Request
Gather every line from the records below that contains the string "rhododendron", and copy each one in full. Case counts when matching.

Given records
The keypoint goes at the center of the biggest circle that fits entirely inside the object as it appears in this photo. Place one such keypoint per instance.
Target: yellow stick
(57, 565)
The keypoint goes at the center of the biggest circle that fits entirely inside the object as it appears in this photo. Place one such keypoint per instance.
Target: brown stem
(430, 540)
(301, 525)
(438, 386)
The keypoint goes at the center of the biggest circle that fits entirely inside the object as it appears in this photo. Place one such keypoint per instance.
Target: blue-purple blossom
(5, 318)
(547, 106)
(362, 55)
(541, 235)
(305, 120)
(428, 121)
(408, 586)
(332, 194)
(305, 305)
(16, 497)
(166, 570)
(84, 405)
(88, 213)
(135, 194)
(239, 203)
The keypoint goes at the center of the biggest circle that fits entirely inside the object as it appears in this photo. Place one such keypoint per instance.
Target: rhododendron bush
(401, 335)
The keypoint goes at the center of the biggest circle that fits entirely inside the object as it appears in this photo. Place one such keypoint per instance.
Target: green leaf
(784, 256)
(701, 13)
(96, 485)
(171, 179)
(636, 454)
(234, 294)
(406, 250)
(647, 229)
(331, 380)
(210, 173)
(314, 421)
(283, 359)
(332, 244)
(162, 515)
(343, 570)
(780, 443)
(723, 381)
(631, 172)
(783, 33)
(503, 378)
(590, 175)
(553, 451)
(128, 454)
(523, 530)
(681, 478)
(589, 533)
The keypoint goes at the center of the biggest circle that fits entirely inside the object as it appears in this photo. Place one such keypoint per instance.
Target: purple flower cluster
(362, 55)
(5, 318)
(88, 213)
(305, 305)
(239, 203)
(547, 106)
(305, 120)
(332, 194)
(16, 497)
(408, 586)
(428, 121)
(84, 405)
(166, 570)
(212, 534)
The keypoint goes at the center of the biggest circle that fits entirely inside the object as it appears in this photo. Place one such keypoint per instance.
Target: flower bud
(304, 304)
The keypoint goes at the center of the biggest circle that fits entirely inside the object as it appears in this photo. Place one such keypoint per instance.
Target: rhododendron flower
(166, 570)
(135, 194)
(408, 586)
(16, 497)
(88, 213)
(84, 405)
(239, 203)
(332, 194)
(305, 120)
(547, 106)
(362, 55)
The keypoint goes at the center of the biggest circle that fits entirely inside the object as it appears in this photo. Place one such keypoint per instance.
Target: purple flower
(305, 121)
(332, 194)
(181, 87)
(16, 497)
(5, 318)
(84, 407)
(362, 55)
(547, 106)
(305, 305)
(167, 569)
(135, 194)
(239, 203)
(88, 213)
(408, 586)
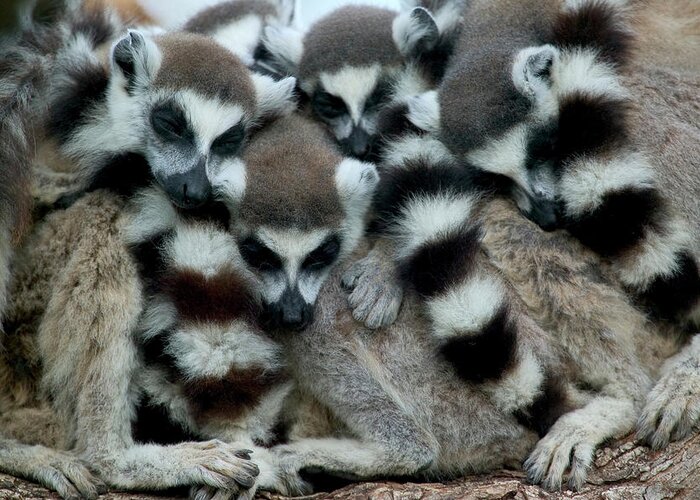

Expected answer
Target: rhododendron bush
Target: rhododendron flower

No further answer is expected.